Reproduce the lines below word for word, but omit the pictures.

++++

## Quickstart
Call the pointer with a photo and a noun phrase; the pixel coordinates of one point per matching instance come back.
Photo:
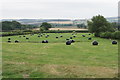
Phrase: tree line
(14, 25)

++++

Full output:
## Quickstart
Call the pointer with a photo and a noun phrase; the pixel coordinates of one point per matching instance come back.
Photo:
Phrase: tree line
(14, 25)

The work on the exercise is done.